**Directions:**
- A) Answer these about the annotation post, one per line:
(i) What word does the post give as an example of an entity misclassified as a product instead of a forest?
(ii) Which under-represented language does it name?
(iii) The results of which script are refined with Doccano?
- B) Please carry on the post about annotating with Doccano from its last sentence.

**Passage:**
_____

Annotation: Teaching the System to Be Smarter
A look at Doccano and how humans refine machine learning.
Our pipeline can already extract text from reports, tag entities, and build a multilingual knowledge graph, but how accurate is it?
The truth is: even good AI needs human correction. That's where annotation comes in.
In this post, we’ll show you how we use Doccano, a friendly web interface, to correct the output of our pipeline and help the model improve over time.
Why Annotation Matters
Even the best models make mistakes:
- Misclassifying entities (e.g. "Amazon" as a product instead of a forest)
- Missing subtle ecological terms (like “resilience” or “eco-conversion”)
- Struggling with under-represented languages (like Arabic) or complex phrases
Annotation lets humans:
- Correct the labels
- Add missing terms
- Build reliable training data
It’s like proofreading, but for a machine learning system.
What is Doccano?
Doccano is an open-source tool for annotating text for NLP tasks.
It provides:
- A browser-based interface
- Support for named entity recognition (NER), classification, translation, and more
- Role-based user access
- Easy data import and export
We use Doccano to refine the results of running the ner_pipeline.py
script.

_____

**Dataset extract:**
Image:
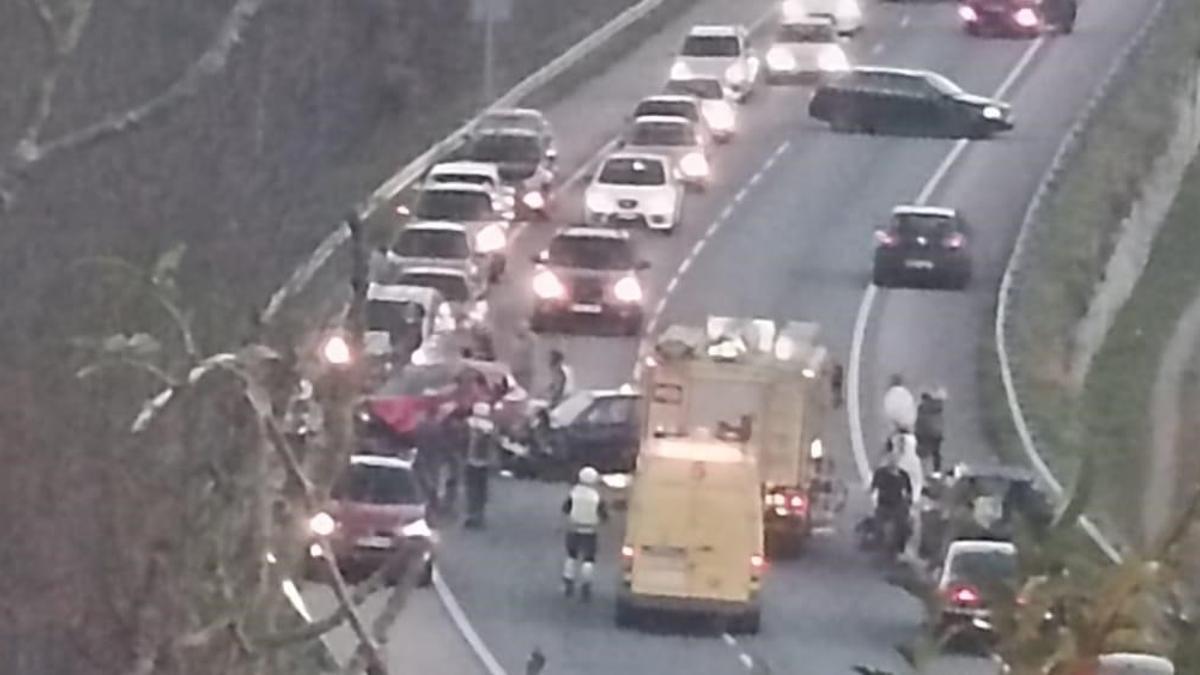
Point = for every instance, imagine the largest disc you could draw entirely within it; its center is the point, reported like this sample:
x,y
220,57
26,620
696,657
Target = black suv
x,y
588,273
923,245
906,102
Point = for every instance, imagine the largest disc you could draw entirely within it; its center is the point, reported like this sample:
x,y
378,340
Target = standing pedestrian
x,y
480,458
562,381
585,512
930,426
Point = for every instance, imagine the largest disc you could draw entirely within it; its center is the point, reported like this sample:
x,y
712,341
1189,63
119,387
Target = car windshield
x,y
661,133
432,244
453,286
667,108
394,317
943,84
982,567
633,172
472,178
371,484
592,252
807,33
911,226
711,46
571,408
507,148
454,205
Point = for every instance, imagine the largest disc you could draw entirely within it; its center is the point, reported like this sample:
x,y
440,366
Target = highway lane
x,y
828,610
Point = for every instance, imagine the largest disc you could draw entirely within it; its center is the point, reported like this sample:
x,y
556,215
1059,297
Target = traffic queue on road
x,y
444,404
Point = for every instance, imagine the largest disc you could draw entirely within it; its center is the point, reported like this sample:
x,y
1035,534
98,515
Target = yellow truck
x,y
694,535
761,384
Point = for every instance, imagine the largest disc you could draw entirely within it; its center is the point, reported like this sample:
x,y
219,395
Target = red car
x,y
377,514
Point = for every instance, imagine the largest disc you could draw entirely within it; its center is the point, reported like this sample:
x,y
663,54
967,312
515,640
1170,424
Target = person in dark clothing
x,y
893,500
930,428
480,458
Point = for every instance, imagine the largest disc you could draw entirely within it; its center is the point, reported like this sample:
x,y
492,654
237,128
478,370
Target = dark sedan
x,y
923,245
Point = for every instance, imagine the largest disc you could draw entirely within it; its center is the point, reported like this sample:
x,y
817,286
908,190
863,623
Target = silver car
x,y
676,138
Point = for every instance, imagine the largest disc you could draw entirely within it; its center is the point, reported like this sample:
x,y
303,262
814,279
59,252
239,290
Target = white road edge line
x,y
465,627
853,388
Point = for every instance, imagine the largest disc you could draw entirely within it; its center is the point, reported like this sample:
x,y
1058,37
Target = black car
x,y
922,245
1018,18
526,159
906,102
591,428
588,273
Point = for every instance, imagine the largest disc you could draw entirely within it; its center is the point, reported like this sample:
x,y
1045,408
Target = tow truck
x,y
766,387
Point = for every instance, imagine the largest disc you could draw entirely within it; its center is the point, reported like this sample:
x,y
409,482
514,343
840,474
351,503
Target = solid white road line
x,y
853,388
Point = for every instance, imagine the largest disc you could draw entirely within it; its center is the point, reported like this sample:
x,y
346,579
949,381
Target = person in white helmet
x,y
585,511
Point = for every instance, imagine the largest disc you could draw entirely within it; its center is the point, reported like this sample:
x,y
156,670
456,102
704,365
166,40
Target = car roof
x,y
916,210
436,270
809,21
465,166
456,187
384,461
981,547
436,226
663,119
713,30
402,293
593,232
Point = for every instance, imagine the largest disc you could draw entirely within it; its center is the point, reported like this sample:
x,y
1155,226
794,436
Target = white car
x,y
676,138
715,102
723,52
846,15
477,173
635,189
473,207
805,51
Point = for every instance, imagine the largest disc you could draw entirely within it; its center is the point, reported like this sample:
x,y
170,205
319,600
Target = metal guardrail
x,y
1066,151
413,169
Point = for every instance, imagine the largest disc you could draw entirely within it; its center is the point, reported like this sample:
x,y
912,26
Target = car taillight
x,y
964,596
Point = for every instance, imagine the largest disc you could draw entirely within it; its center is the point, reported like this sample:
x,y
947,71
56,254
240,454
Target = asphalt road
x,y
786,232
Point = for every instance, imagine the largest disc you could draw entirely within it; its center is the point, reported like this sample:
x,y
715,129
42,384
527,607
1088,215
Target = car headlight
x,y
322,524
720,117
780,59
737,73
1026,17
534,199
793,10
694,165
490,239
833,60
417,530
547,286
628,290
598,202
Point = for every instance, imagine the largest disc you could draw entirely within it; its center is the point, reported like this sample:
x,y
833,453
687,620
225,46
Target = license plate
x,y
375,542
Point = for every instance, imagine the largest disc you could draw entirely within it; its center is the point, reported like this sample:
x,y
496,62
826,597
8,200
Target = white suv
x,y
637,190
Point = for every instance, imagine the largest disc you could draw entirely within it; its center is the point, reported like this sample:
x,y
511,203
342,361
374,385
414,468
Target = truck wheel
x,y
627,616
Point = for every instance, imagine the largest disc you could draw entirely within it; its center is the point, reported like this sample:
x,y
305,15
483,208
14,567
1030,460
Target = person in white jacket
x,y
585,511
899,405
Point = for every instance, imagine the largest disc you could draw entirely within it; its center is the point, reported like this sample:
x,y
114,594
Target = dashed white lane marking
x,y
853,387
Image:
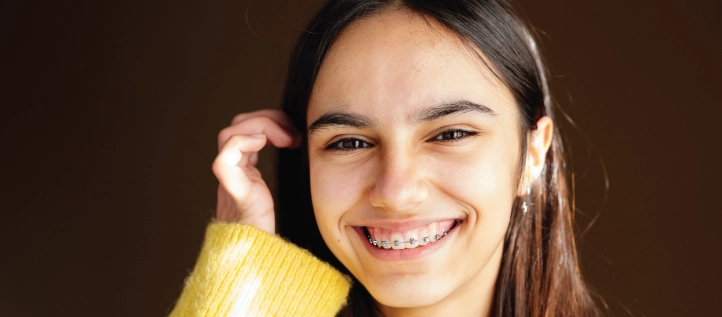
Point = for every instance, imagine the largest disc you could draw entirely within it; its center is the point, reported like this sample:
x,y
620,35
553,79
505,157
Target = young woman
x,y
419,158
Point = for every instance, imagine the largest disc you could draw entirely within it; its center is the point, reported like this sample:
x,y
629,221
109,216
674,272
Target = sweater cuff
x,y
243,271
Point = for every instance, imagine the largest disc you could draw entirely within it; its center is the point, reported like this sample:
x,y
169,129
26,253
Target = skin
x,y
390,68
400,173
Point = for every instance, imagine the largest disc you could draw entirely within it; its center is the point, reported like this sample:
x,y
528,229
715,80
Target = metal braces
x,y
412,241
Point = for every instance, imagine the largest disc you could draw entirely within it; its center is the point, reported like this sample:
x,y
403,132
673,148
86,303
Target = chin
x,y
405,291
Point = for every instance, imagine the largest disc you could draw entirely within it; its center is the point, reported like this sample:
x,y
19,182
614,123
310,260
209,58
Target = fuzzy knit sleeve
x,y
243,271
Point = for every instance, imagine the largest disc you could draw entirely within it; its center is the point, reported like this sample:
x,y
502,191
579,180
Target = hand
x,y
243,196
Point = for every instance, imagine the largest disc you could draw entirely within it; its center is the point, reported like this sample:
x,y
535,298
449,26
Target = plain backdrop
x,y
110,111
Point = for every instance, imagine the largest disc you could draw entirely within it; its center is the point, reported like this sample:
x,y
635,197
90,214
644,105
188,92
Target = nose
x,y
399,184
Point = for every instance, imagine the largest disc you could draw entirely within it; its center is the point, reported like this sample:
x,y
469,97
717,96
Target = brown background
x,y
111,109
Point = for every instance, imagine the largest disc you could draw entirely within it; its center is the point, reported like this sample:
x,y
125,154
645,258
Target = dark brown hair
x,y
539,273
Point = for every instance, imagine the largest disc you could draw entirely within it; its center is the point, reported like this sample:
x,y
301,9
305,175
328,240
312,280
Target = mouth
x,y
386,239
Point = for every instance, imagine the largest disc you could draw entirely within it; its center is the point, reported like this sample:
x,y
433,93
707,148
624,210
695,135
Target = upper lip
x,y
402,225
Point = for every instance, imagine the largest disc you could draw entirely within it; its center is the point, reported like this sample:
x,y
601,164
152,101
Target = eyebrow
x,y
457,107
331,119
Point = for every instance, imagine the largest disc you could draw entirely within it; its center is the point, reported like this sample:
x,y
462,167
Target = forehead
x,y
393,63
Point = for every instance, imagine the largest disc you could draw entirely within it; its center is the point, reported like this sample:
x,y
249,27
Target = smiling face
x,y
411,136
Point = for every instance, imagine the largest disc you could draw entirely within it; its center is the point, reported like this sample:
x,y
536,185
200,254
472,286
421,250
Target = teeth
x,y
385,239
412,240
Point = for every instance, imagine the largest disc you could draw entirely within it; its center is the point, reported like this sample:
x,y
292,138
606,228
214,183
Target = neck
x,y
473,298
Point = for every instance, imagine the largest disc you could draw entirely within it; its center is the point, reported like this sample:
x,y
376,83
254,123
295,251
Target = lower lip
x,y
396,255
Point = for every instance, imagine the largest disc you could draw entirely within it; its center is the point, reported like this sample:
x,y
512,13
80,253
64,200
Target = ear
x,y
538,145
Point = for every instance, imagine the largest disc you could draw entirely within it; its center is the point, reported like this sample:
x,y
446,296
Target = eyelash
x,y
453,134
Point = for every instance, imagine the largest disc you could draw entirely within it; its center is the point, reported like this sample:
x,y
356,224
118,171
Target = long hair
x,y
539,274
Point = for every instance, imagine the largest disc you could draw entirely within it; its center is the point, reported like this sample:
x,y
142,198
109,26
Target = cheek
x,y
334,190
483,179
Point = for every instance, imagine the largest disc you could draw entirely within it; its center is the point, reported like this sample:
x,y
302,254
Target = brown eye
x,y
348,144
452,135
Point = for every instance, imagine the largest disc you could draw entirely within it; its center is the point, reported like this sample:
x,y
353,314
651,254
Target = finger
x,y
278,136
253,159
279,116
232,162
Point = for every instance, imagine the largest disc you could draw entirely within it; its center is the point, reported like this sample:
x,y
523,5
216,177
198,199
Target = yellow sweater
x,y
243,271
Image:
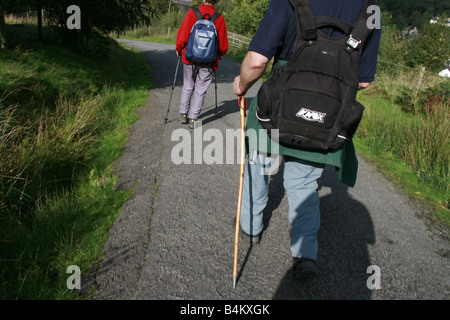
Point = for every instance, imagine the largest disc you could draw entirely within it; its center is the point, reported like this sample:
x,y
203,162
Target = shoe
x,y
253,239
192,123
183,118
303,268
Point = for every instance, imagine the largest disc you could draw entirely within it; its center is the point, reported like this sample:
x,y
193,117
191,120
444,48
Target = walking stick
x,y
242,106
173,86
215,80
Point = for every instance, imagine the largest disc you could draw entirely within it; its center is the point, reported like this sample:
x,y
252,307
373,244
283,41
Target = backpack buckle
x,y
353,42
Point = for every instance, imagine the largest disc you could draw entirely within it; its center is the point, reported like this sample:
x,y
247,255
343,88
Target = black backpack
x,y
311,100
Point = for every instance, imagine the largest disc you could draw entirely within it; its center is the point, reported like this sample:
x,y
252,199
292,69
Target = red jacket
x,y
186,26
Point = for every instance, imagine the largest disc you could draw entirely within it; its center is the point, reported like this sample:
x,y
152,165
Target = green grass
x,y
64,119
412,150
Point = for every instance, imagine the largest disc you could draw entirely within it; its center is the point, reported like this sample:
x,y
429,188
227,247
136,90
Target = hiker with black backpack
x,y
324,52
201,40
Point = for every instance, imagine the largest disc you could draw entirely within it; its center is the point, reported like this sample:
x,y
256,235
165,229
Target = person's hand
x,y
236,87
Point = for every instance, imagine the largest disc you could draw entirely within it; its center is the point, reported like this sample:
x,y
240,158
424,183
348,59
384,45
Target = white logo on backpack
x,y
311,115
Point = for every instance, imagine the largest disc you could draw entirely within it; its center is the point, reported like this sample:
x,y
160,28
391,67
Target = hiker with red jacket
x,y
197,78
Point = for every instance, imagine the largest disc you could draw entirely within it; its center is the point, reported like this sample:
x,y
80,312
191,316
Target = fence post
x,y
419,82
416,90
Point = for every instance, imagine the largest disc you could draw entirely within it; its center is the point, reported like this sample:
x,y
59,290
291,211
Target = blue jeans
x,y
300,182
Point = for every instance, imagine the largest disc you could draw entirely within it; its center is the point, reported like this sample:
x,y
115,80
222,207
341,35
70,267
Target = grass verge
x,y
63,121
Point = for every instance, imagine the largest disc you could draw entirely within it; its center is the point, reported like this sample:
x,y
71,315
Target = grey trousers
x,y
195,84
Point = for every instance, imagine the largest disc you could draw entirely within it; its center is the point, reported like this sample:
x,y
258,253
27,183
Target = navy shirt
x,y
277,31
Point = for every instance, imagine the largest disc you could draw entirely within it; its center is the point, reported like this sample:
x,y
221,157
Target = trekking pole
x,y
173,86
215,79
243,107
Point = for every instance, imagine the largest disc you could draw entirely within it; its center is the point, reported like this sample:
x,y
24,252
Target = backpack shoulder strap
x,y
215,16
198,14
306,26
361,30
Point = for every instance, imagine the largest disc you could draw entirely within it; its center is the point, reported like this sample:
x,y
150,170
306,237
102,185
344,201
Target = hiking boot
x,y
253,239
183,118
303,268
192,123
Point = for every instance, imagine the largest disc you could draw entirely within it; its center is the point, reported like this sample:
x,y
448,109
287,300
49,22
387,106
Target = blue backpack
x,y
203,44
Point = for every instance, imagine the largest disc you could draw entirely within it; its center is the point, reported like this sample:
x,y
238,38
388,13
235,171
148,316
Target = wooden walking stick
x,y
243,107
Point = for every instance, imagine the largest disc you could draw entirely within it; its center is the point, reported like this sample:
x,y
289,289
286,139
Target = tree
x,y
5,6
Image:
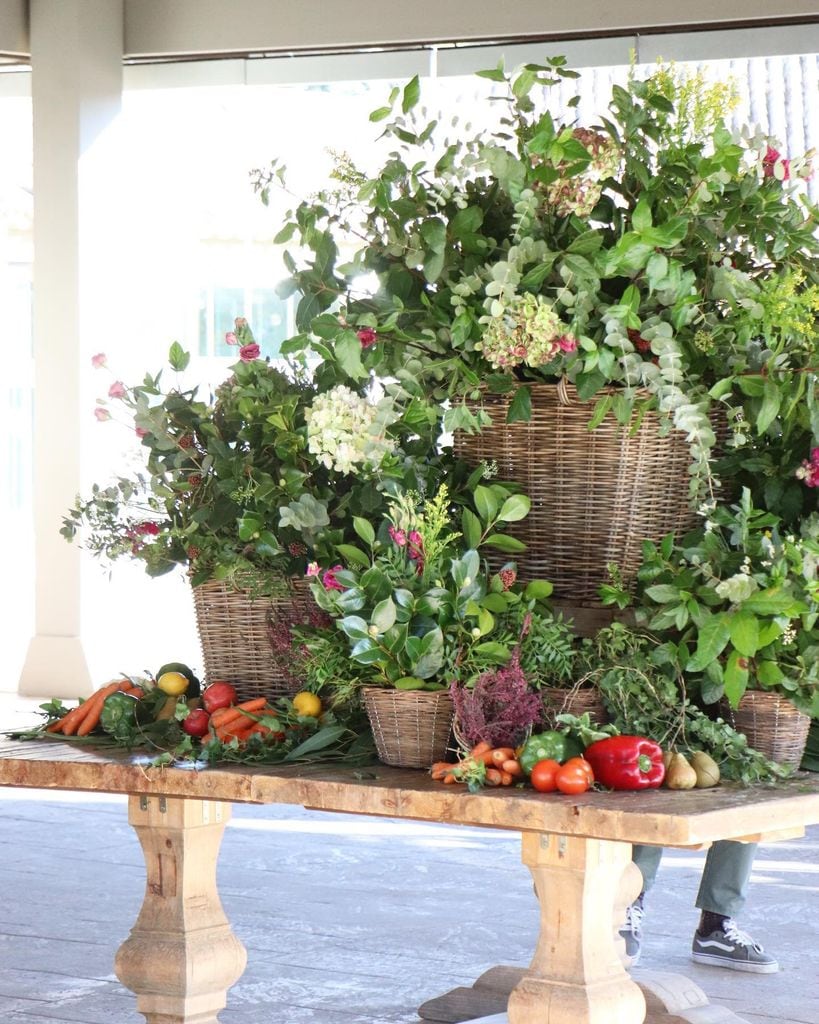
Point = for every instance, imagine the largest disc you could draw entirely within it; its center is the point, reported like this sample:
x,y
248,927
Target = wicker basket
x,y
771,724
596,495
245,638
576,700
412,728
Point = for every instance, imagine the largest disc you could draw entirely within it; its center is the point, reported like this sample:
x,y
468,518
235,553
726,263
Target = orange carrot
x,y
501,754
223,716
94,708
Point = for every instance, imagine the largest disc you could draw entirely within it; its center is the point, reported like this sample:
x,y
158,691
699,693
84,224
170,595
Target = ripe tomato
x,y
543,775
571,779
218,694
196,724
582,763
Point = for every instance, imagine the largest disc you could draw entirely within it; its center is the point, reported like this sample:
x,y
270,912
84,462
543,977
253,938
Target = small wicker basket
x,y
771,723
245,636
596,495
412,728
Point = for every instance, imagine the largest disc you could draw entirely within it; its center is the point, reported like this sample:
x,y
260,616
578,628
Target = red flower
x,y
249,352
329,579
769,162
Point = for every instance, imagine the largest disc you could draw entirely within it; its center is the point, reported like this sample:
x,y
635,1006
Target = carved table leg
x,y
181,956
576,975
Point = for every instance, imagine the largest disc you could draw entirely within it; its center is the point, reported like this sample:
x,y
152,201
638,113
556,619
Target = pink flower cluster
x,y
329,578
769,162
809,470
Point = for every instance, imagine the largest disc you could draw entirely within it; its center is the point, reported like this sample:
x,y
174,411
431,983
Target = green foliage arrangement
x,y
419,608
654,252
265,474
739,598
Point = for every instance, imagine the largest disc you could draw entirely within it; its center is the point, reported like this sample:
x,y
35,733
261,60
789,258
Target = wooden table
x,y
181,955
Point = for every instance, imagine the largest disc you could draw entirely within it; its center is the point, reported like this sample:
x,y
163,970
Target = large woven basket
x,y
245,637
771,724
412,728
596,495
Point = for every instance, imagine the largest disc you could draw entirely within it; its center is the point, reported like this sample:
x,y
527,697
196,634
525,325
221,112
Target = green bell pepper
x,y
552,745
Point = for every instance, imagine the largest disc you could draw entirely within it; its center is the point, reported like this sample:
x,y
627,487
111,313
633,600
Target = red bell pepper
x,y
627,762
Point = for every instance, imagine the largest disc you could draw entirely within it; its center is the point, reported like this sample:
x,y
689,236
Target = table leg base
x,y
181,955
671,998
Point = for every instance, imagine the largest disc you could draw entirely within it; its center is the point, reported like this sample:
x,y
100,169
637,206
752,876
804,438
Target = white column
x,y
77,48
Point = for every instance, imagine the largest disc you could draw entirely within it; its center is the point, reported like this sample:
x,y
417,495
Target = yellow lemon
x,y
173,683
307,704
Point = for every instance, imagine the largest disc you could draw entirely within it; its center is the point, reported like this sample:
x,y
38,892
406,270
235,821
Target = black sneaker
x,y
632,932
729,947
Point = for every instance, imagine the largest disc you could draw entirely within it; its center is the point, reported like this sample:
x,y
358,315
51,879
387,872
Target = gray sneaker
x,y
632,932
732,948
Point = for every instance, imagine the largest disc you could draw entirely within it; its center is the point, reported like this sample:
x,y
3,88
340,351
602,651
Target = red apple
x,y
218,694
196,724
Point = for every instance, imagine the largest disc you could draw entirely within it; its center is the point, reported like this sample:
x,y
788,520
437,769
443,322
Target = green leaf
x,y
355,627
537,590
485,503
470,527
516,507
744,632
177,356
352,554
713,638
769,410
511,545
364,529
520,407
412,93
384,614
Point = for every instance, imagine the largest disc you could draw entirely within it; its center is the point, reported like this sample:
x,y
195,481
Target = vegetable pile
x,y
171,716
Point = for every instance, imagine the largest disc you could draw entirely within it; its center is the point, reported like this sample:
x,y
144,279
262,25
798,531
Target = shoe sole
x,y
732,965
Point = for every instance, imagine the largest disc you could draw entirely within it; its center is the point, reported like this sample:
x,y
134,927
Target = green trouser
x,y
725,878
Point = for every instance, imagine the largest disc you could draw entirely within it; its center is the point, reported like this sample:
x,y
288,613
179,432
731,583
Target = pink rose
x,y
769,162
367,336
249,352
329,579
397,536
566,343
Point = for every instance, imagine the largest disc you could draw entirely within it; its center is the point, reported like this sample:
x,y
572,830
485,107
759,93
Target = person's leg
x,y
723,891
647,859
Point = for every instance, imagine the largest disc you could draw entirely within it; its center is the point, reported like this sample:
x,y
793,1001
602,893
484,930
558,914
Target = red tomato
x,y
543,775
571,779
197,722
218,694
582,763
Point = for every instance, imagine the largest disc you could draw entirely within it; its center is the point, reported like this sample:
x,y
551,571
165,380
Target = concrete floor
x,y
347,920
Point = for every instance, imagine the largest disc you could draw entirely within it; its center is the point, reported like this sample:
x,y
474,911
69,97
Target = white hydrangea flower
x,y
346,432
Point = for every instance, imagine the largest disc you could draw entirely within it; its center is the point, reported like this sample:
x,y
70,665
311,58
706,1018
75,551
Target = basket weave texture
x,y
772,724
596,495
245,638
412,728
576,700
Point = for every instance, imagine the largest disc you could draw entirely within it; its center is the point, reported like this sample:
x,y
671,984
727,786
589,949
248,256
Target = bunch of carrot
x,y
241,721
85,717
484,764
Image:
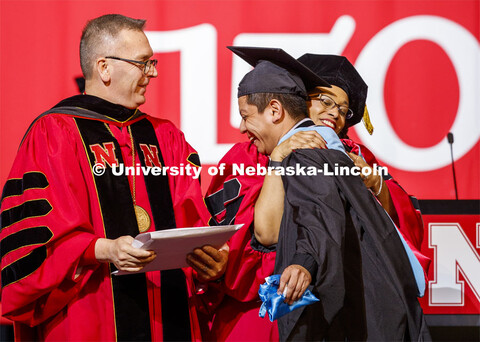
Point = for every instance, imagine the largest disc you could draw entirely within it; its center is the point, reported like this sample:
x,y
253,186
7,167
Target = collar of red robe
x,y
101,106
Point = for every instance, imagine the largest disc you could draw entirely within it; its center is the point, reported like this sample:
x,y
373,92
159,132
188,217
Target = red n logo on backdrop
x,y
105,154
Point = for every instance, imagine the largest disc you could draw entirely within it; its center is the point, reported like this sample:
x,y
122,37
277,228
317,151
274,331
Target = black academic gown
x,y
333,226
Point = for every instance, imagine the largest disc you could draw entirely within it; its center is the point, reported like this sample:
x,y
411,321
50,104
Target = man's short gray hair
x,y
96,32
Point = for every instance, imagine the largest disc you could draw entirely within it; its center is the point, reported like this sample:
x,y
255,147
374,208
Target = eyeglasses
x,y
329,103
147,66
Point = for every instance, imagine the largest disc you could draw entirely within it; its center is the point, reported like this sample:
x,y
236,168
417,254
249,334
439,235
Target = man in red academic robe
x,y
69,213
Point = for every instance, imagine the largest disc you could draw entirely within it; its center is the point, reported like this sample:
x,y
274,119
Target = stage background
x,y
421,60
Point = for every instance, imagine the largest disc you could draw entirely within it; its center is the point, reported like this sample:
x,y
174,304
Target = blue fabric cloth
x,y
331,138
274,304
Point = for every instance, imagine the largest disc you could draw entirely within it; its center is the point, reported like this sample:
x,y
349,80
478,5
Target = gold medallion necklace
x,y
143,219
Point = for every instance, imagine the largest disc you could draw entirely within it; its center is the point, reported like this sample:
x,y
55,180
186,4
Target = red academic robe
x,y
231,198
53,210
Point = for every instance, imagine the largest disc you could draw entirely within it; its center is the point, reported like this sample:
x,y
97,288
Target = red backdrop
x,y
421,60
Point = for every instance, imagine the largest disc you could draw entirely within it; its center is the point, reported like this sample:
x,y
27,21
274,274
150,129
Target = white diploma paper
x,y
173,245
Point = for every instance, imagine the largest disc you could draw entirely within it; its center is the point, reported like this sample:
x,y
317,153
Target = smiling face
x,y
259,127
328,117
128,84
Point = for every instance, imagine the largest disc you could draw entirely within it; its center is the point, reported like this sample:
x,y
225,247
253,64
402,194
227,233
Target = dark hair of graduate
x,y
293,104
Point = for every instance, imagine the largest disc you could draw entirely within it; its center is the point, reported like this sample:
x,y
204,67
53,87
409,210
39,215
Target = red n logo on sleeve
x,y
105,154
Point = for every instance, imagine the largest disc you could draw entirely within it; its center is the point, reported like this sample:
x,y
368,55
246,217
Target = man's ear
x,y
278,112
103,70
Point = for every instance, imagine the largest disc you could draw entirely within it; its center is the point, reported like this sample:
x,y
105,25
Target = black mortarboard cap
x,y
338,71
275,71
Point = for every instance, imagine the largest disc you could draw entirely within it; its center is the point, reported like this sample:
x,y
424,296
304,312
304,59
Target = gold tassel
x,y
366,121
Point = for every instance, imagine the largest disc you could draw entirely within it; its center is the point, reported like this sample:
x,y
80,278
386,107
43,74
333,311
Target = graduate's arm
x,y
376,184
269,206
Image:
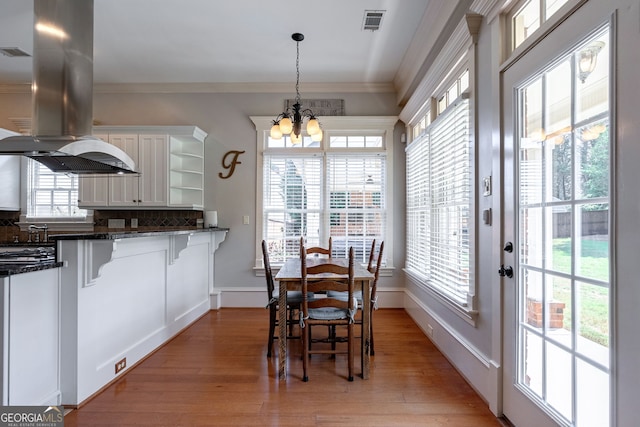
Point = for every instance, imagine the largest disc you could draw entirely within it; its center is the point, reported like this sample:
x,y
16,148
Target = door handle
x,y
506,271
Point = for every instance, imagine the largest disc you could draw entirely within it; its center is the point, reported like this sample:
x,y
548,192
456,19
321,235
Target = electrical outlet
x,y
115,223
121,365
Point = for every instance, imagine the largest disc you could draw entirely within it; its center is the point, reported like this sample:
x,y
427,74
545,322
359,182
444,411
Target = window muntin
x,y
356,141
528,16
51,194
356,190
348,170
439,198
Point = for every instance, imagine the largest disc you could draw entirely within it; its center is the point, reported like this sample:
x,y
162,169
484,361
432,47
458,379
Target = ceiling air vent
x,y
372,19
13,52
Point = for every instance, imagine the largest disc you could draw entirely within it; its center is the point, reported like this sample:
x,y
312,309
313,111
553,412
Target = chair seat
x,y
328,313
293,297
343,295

_____

**Task results:**
- A)
(i) "Amazon"
(ii) Arabic
(iii) ner_pipeline.py

- B)
Exporting to Doccano Format
After entity tagging, we export the results in JSONL format:
python export_doccano.py my-report.entities.json
Which creates:
{
"text": "The WWF report on the Amazon rainforest...",
"labels": [[4, 7, "ORG"], [20, 36, "LOC"]]
}
This format can be imported directly into Doccano.
Using Doccano Locally
If you’re running the project with Docker Compose, Doccano is already available at:
Log in with
- Username:
admin
- Password:
password
From there, you can
- Create a new NER project - be sure to select Sequence Labeling
- Import your
.jsonl
file (generated in previous step - `data/output/) - Start tagging!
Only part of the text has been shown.